══ Data supplied ══

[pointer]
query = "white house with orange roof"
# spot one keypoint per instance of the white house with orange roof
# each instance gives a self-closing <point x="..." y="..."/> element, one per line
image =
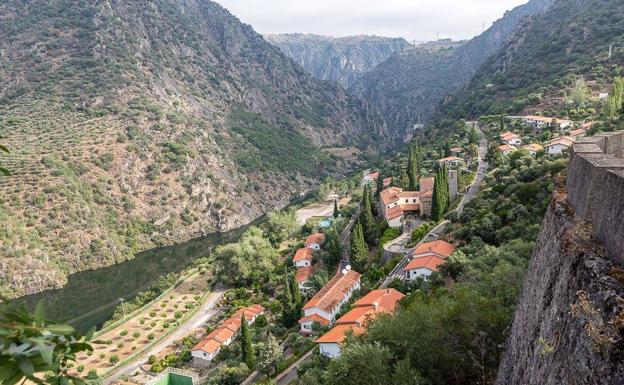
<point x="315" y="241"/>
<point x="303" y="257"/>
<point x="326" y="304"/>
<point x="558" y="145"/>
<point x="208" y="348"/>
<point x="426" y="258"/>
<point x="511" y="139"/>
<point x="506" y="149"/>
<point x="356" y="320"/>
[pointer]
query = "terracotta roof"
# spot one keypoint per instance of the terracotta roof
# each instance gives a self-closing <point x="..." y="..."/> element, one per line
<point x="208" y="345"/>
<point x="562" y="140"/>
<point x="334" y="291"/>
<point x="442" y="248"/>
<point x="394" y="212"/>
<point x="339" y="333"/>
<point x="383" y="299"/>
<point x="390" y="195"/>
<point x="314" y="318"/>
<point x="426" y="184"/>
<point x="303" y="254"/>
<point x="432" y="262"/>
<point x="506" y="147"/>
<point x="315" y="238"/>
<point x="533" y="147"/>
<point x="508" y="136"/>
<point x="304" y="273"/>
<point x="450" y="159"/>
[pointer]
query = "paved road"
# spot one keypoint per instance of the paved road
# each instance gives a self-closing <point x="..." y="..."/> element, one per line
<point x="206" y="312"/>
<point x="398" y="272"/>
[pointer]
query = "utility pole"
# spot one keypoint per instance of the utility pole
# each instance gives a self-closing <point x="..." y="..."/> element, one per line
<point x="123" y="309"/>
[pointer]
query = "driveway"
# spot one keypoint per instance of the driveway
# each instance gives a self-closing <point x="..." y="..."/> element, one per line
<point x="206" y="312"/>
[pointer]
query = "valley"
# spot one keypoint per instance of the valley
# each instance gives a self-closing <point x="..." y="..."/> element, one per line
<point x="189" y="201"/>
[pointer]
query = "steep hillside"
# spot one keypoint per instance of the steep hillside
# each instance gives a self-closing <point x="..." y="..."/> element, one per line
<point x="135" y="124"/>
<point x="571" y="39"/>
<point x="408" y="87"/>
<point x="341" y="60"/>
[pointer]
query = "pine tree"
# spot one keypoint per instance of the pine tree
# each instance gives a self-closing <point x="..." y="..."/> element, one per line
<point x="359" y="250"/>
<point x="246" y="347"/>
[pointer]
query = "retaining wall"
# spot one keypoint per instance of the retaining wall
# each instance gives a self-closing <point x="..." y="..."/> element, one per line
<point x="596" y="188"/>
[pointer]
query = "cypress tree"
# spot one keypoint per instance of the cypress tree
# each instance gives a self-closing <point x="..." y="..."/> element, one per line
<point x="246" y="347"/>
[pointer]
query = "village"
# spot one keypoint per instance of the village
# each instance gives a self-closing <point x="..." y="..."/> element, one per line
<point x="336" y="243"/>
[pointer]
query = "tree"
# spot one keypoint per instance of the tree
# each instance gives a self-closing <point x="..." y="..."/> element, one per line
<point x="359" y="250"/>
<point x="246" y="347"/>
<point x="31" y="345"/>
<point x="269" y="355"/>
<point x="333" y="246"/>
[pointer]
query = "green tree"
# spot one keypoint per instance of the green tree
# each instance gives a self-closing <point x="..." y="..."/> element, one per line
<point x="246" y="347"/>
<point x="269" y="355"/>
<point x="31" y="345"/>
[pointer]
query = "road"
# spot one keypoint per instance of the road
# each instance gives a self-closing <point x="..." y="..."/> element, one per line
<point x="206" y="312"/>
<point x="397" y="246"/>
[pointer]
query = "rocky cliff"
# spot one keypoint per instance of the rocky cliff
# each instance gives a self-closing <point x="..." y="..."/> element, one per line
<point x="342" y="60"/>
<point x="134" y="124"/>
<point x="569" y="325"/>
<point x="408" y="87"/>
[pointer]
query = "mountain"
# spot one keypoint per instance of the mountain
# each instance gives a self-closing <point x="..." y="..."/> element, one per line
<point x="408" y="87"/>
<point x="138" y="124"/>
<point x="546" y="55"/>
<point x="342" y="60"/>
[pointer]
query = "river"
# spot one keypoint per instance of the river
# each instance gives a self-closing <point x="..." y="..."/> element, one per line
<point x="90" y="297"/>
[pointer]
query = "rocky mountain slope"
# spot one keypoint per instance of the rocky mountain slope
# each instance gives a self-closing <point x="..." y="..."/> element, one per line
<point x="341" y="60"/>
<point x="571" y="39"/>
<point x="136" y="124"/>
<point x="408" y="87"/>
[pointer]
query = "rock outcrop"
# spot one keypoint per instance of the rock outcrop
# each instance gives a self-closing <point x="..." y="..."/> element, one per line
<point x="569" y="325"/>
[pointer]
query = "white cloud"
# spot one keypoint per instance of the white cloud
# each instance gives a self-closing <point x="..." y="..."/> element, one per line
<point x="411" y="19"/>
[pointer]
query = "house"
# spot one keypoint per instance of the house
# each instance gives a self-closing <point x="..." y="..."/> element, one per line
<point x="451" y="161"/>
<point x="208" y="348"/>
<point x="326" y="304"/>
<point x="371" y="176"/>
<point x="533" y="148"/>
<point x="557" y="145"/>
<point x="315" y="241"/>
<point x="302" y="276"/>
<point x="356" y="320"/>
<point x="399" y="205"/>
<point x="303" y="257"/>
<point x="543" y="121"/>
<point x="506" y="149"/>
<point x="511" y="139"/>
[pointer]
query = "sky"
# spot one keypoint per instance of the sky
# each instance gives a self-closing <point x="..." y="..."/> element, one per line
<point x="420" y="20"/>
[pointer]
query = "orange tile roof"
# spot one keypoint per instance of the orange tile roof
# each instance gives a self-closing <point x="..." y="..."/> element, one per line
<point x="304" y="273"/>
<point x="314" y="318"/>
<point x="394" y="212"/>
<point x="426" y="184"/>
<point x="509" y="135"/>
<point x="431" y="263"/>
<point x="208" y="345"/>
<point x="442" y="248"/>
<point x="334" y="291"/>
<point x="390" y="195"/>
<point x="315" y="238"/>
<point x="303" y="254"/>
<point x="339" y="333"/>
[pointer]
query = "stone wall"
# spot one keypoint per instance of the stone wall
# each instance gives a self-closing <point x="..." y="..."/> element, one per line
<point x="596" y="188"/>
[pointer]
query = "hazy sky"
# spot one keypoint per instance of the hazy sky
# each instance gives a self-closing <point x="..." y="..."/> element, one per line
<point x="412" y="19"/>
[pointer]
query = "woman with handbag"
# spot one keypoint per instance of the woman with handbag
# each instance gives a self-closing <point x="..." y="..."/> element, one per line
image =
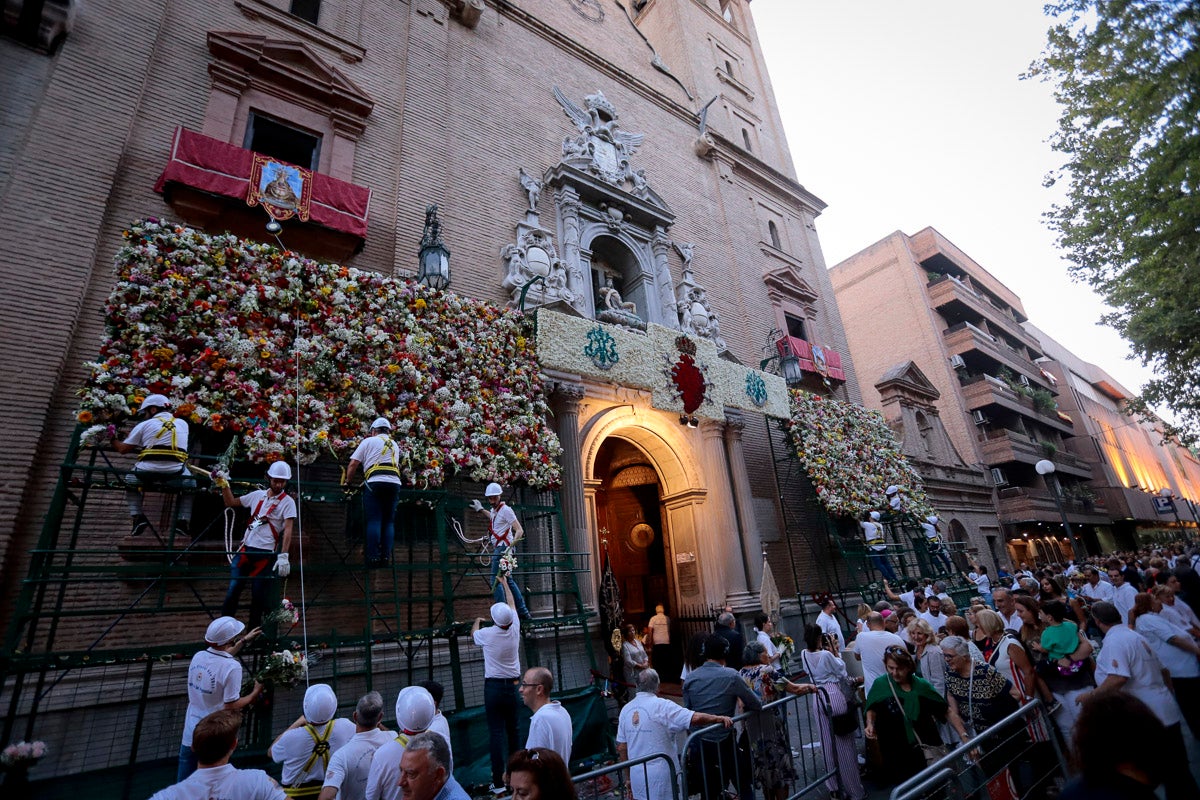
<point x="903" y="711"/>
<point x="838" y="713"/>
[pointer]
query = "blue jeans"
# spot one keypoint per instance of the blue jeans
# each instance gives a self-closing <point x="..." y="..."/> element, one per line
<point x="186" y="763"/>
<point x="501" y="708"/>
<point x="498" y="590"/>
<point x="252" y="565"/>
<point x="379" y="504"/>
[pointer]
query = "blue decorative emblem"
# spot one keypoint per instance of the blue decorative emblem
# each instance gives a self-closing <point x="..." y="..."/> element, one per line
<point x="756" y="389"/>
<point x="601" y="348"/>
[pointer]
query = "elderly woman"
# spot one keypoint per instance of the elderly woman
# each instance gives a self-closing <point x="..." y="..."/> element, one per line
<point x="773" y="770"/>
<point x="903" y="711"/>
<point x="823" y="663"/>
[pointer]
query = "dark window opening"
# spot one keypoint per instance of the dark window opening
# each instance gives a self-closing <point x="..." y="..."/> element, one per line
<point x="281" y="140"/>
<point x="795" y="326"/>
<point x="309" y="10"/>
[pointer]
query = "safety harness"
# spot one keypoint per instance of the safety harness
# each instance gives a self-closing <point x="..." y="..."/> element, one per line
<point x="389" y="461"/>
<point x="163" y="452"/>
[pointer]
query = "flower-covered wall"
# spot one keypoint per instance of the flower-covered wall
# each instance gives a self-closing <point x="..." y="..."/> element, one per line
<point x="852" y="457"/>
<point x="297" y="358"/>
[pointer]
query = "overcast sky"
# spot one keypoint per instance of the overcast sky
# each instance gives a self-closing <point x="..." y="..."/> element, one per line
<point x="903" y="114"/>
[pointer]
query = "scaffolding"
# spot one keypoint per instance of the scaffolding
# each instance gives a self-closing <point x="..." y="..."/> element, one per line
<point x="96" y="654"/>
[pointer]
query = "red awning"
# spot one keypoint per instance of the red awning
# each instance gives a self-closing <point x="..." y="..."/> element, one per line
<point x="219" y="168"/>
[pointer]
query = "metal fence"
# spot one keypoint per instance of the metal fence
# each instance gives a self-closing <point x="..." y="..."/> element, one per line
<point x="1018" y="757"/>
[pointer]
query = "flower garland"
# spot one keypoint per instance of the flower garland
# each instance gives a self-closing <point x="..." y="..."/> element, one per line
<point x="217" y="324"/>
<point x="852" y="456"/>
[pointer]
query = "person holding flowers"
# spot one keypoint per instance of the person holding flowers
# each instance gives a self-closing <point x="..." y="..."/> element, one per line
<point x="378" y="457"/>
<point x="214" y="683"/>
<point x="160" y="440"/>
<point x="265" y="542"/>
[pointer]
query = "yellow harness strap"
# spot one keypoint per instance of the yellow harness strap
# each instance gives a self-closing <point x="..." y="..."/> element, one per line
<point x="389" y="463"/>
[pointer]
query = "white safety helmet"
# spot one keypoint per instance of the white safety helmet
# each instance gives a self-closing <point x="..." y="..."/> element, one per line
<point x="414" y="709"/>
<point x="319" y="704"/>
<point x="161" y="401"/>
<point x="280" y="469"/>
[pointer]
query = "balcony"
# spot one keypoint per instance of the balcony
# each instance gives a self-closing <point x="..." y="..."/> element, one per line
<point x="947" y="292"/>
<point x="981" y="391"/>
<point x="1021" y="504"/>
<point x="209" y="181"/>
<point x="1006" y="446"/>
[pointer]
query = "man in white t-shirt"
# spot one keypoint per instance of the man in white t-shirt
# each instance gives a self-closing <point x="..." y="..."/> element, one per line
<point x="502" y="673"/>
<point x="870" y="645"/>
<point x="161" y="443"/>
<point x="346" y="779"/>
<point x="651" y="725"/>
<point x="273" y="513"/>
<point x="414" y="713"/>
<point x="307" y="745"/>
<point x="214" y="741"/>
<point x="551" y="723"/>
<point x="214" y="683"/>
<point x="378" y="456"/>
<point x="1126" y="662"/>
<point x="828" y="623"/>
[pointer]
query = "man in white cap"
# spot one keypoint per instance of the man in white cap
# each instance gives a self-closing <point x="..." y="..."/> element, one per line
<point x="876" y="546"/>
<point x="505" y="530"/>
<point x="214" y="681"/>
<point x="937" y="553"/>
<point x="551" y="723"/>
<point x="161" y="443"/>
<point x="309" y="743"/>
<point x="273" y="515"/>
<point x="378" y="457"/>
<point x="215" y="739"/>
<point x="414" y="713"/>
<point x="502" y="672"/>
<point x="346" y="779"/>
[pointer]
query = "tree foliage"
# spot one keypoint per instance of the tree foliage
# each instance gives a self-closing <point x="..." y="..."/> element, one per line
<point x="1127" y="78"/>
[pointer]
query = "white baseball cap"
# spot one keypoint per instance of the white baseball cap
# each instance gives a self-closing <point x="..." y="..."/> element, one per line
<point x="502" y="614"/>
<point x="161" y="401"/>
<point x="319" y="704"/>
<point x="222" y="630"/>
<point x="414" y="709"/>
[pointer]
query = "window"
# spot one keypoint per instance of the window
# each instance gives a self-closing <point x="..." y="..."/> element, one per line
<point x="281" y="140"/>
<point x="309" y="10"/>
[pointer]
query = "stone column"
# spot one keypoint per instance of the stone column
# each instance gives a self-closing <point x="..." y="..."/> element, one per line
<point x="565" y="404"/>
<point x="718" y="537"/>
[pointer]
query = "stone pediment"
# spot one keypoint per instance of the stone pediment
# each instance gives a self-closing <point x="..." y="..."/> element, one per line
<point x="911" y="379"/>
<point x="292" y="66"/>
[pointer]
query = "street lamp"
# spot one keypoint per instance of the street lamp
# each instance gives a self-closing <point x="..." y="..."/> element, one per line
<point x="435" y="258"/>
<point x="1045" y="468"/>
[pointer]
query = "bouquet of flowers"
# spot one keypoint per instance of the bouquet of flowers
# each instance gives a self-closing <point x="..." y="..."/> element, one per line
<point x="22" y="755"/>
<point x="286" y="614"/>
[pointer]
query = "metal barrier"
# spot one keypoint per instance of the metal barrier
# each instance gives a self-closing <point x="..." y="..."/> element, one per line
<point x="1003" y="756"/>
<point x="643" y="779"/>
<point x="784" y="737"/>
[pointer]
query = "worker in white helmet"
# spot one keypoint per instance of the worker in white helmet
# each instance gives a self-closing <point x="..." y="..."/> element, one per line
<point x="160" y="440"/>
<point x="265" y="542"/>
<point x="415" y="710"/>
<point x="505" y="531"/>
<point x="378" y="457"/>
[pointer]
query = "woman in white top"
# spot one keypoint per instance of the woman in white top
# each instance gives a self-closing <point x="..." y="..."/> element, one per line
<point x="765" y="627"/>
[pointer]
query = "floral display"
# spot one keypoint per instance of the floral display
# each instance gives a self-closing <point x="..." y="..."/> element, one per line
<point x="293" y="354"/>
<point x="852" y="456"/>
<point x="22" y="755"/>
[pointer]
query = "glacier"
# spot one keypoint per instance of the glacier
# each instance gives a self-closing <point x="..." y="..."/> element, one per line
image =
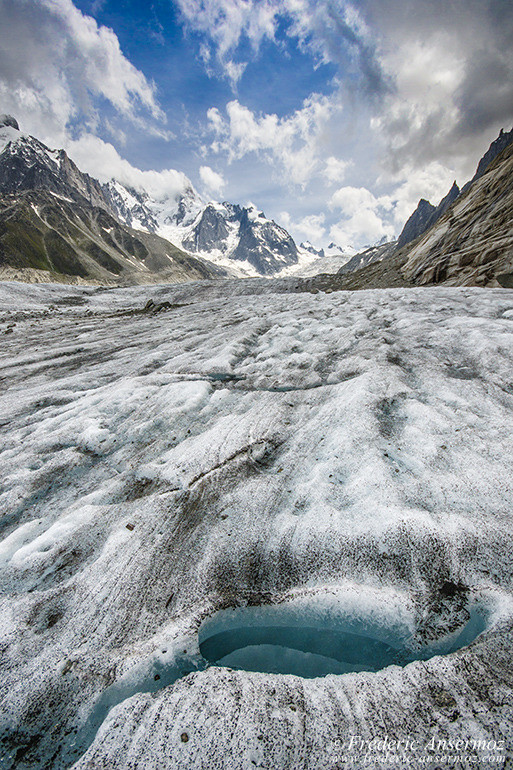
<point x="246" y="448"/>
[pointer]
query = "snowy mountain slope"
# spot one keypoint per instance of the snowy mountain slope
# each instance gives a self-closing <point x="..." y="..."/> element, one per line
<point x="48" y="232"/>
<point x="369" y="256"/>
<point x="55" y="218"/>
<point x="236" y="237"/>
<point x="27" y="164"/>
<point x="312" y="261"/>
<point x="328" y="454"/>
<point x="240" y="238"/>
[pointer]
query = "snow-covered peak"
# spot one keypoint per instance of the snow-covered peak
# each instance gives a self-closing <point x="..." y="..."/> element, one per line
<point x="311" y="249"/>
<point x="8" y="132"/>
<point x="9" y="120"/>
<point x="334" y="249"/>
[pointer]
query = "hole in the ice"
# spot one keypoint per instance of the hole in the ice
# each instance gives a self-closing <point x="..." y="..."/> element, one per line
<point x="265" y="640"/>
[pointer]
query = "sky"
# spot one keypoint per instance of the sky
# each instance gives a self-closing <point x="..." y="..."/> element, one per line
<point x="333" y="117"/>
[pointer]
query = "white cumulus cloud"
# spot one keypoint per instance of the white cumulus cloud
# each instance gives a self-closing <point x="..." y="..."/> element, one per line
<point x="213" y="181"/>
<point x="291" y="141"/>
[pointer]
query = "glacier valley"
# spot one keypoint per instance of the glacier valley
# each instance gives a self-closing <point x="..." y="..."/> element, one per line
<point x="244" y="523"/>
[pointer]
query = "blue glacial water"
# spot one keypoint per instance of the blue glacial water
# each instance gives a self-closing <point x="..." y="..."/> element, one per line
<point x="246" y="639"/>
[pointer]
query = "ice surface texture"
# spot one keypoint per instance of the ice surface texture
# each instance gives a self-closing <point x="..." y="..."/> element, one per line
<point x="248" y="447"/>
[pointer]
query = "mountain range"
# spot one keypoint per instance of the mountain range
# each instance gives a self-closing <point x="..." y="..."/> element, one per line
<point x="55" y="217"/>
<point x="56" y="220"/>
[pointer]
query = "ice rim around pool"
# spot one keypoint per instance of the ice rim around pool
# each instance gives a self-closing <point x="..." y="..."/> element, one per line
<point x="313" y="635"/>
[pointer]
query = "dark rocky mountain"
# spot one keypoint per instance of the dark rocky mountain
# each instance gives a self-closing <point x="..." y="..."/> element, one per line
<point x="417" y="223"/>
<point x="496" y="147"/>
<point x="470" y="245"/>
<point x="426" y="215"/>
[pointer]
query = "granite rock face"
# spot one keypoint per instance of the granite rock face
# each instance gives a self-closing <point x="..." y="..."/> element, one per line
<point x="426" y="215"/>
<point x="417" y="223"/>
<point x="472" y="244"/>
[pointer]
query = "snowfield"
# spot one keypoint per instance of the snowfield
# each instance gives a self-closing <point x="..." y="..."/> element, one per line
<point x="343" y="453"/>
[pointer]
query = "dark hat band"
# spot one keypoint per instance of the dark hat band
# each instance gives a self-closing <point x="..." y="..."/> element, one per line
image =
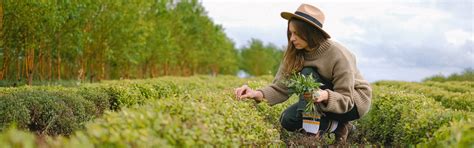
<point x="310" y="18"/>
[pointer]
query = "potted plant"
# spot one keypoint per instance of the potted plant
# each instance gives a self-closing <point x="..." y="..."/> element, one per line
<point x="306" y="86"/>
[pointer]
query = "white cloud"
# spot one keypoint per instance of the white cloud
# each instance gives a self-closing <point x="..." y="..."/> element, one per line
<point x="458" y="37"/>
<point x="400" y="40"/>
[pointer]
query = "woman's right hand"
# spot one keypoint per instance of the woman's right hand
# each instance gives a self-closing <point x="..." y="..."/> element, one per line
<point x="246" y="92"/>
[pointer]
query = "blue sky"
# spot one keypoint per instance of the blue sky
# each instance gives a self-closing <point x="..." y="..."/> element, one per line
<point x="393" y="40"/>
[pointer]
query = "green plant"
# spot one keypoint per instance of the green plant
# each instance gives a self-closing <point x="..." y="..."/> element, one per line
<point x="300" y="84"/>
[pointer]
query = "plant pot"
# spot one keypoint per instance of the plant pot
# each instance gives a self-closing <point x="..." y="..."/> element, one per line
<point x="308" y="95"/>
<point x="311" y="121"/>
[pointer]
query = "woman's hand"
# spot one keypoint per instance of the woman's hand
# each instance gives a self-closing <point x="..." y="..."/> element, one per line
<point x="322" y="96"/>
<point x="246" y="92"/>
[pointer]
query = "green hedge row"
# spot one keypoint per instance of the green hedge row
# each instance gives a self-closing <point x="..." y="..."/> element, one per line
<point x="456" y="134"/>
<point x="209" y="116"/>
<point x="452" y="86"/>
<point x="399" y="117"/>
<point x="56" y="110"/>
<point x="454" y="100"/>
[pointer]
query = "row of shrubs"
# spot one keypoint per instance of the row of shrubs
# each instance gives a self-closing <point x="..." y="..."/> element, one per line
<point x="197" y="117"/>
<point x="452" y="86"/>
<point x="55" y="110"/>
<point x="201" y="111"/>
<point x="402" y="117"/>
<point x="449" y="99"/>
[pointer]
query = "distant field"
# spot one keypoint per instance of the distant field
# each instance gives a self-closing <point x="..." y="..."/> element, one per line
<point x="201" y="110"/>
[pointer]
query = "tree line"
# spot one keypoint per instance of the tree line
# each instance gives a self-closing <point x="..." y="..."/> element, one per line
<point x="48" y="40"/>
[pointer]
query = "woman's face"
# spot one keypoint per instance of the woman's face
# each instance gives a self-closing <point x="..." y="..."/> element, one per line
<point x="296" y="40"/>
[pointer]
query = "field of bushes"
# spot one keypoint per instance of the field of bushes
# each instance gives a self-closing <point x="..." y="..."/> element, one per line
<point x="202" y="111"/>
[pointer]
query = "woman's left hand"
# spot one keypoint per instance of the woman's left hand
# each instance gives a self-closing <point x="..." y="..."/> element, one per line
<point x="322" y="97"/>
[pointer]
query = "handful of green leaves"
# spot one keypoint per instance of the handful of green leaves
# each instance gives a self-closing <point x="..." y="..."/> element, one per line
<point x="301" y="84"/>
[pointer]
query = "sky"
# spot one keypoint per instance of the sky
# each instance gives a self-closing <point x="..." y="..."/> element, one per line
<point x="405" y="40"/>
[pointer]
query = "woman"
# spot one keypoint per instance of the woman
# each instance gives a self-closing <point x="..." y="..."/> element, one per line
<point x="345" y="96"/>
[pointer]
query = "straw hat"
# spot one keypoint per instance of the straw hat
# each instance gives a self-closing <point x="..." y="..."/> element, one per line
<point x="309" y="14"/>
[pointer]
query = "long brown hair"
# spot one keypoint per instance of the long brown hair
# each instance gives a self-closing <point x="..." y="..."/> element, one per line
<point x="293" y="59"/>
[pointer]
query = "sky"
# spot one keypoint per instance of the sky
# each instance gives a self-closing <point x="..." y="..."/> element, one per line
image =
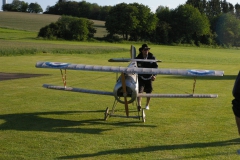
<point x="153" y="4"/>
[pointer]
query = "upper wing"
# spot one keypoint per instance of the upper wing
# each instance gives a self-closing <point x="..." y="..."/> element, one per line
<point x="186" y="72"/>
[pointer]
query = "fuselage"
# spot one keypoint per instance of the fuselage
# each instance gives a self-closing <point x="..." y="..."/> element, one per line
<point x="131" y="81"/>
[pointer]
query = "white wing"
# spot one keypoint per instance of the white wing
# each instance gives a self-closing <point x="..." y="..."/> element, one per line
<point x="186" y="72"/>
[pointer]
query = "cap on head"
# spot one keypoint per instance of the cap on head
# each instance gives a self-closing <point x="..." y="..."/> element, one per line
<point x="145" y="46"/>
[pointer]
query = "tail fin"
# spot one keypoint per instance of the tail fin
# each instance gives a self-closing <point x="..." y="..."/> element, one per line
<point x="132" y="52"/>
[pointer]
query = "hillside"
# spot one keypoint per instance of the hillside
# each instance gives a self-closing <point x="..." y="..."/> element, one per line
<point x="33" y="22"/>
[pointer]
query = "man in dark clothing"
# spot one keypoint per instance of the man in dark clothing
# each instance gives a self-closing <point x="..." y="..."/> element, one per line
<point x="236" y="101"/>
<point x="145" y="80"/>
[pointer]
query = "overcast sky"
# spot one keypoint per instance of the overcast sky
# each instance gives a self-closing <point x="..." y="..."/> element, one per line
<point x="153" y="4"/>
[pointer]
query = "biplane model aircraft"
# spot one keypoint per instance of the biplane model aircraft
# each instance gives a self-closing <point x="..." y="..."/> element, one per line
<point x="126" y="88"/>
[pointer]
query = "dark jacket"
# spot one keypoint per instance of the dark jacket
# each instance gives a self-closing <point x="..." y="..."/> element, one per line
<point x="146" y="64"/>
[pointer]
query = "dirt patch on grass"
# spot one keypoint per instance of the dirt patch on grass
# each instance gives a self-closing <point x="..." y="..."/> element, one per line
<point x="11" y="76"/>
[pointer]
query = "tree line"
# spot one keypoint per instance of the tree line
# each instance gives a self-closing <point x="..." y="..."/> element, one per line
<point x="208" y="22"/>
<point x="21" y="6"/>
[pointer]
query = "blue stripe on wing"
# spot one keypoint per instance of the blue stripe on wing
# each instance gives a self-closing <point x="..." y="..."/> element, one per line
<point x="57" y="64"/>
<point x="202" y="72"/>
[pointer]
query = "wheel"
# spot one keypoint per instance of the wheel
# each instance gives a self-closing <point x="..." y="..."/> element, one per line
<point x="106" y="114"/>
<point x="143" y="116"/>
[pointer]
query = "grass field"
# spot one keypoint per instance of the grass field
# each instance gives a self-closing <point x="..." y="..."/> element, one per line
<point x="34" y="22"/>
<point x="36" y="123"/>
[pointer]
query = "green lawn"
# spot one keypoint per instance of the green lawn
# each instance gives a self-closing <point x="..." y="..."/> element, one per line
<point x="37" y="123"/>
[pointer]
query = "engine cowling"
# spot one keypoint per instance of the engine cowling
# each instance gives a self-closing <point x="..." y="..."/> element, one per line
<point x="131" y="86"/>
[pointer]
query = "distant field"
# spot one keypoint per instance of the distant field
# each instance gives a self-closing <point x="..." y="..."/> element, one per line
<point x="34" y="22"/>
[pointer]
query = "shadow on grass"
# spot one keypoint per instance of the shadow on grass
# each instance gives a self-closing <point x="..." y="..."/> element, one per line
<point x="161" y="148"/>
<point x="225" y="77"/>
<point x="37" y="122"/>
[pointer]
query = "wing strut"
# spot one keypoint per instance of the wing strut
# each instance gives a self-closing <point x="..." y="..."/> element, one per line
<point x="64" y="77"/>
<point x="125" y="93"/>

═══

#### Task brief
List every line from the items above that contains the word "covered", matching case.

#### Answer for the task
query = "flower-covered wall"
# spot one keypoint per instance of the flower-covered wall
query = "snow-covered peak"
# spot one keypoint per instance of the snow-covered peak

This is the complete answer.